## Page text
* * * *

Construction Safety Week – Working Safely with Hazardous Substances 

The standard reaction to hazardous substances on construction sites is often “Do you have the Safety Data Sheet?” (This will be Material Safety Data Sheet for those of a certain vintage!). It is a mistake to think that once the SDS is on file, the hazard has been controlled. In fact, the SDS should be reviewed to clearly understand the hazards, and this is then the perfect opportunity to review if any safer alternative products are available. If, despite the hazards, the substance is identified as the most suitable product for the task, then the following key sections (of the standard 16 sections of the SDS) need to be reviewed:

  • First Aid Measures
  • Handling and storage
  • Exposure Controls / Personal Protection (i.e. PPE)
  • Disposal considerations

Information in the other sections is also important, but can be more technical in nature, or require referencing after the above sections. A final important step is to incorporate the items identified into the method statement and ensure all personnel are briefed on the hazardous product they are using.

This process is straightforward for materials that come to site in a hazardous form (e.g. compressed gases, paints, adhesives), but some materials only present a hazard due to the process applied to them. An example would be timber products (including furniture) which are non-hazardous, but when cut, the wood dust (hard and soft wood) presents a hazard to human health.

Further, there can be the presence of hazardous substances in the ground we want to build on. This may be naturally occurring, or more likely from previous use and occupation of the site.

ORS has been involved as PSDP on a number of brownfield developments, where ground contaminated with hazardous substances. These projects included areas used as former petrol stations and medical facilities, which immediately suggest the potential for contamination.

One of the early steps of a project design team is to appoint expert consultants to survey existing structures (scheduled for demolition) for substances such as asbestos containing materials and lead paint. If these are identified, there are clear regulations and accepted good practice for removal of these materials, with controls in place to protect personnel.

* * * *

## Listed records
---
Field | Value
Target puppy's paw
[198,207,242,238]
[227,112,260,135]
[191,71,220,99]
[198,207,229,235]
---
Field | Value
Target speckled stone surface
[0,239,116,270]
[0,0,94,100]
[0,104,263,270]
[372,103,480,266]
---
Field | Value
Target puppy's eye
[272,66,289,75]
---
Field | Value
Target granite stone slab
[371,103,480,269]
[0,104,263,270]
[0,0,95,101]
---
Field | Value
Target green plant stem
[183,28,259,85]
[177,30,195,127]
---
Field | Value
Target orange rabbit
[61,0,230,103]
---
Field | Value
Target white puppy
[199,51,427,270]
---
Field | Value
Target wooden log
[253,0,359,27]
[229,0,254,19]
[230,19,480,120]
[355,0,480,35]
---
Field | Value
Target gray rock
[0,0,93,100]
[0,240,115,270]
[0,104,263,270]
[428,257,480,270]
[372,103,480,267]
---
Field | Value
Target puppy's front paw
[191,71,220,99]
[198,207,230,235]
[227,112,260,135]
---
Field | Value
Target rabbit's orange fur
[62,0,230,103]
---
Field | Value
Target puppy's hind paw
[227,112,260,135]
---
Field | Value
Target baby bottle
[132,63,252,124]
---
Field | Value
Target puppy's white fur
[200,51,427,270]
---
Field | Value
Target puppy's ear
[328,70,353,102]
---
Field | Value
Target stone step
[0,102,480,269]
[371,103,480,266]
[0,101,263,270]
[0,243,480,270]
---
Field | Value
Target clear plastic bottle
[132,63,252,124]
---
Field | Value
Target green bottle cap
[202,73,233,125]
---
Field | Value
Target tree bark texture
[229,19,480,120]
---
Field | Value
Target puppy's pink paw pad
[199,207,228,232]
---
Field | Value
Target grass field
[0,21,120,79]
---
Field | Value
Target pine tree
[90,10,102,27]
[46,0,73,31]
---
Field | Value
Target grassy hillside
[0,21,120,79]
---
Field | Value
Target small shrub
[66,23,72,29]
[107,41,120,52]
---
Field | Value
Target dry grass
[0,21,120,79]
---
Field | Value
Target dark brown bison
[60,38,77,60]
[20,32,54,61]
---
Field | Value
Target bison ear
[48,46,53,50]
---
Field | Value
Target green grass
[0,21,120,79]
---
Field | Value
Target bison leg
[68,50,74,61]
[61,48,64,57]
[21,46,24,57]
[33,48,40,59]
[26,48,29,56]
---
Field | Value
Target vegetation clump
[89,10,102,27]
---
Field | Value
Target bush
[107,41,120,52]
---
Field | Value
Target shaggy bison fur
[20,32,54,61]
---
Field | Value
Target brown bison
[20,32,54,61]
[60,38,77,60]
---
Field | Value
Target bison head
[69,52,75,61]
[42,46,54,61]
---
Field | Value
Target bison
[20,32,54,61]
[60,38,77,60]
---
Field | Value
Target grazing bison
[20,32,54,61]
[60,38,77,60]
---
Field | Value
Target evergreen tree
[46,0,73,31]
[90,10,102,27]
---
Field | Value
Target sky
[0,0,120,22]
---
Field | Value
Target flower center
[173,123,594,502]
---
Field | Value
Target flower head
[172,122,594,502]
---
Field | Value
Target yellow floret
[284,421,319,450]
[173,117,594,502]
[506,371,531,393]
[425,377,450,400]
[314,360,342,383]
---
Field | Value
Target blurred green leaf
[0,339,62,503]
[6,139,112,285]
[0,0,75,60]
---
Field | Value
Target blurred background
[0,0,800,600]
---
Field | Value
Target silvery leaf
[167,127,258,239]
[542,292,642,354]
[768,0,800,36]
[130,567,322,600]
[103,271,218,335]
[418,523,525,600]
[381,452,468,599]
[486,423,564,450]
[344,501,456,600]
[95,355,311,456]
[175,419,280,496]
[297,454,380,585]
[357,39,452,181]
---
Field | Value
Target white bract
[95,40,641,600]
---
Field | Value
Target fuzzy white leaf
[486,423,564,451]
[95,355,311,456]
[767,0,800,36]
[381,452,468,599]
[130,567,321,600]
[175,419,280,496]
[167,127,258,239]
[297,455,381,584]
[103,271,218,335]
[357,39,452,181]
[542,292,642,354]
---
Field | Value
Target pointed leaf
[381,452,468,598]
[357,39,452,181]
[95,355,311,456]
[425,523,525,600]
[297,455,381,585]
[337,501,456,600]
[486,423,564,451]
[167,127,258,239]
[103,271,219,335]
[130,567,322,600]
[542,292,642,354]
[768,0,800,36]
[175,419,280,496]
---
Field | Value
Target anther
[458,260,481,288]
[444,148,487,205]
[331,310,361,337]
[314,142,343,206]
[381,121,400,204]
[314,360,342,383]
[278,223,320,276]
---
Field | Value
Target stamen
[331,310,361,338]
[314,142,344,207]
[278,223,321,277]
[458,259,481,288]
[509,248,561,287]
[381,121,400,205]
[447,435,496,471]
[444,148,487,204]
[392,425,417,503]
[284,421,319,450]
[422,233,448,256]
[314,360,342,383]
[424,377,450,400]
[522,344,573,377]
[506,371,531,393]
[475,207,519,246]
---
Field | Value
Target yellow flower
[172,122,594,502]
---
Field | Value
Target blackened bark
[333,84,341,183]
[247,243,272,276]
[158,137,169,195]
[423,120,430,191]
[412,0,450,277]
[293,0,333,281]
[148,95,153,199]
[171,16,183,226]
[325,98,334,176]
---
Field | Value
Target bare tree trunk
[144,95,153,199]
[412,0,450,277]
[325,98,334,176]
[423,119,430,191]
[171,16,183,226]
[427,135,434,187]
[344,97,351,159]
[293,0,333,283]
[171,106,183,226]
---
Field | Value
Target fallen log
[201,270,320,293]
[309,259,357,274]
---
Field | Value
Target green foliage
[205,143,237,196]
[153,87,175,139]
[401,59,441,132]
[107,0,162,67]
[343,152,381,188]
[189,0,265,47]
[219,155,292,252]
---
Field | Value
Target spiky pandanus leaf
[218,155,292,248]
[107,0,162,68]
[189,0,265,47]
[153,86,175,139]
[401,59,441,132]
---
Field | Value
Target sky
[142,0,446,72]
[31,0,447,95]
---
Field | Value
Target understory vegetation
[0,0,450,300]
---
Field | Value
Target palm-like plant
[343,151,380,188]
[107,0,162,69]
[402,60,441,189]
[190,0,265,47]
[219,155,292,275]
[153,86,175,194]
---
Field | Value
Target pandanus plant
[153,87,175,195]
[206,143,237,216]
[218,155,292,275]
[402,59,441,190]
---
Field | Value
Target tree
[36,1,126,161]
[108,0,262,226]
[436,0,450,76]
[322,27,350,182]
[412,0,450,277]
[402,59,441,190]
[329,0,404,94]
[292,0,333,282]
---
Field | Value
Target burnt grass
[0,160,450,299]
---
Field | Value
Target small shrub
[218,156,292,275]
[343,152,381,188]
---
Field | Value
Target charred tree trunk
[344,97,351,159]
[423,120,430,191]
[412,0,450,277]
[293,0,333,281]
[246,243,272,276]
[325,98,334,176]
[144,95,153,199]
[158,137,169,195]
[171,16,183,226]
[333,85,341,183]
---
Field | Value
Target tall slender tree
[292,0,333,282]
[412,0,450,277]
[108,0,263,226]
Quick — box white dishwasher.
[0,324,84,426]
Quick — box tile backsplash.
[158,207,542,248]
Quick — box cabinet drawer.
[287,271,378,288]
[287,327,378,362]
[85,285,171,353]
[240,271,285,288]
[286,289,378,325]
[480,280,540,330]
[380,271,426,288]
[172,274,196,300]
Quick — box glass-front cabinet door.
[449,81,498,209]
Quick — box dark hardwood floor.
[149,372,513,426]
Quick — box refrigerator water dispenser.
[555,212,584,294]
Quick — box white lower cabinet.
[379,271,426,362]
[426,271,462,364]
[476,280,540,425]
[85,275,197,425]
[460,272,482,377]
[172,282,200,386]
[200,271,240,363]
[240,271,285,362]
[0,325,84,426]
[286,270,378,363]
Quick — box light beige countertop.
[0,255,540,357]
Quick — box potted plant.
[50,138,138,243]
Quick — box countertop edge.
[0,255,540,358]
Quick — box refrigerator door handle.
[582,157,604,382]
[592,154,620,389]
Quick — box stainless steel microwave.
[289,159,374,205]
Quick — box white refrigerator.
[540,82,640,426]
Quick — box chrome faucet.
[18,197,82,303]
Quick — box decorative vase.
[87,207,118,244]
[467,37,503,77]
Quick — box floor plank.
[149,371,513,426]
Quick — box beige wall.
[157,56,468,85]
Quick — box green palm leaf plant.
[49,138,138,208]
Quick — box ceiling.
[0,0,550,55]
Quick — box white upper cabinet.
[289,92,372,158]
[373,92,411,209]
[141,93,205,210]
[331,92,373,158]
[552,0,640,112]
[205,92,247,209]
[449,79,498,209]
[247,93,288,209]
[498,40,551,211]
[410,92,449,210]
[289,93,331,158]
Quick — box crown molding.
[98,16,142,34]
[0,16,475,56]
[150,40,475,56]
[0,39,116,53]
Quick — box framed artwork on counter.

* * * *

## Assigned task 1
Write out the part of the hazardous substances article starting with "This process is" and going on through "potential for contamination.".
## Assigned task 2
According to the hazardous substances article, what were the former uses of the brownfield areas that immediately suggest potential contamination?
## Assigned task 3
The hazardous substances article says timber products are non-hazardous. Why does it still count them as a hazard on site?

## Task result 1
This process is straightforward for materials that come to site in a hazardous form (e.g. compressed gases, paints, adhesives), but some materials only present a hazard due to the process applied to them. An example would be timber products (including furniture) which are non-hazardous, but when cut, the wood dust (hard and soft wood) presents a hazard to human health.

Further, there can be the presence of hazardous substances in the ground we want to build on. This may be naturally occurring, or more likely from previous use and occupation of the site.

ORS has been involved as PSDP on a number of brownfield developments, where ground contaminated with hazardous substances. These projects included areas used as former petrol stations and medical facilities, which immediately suggest the potential for contamination.

## Task result 2
Former petrol stations and medical facilities.

## Task result 3
When timber products are cut, the wood dust, from both hard and soft wood, is a hazard to human health. The hazard comes from the process applied to the material, not from the material as it arrives on site.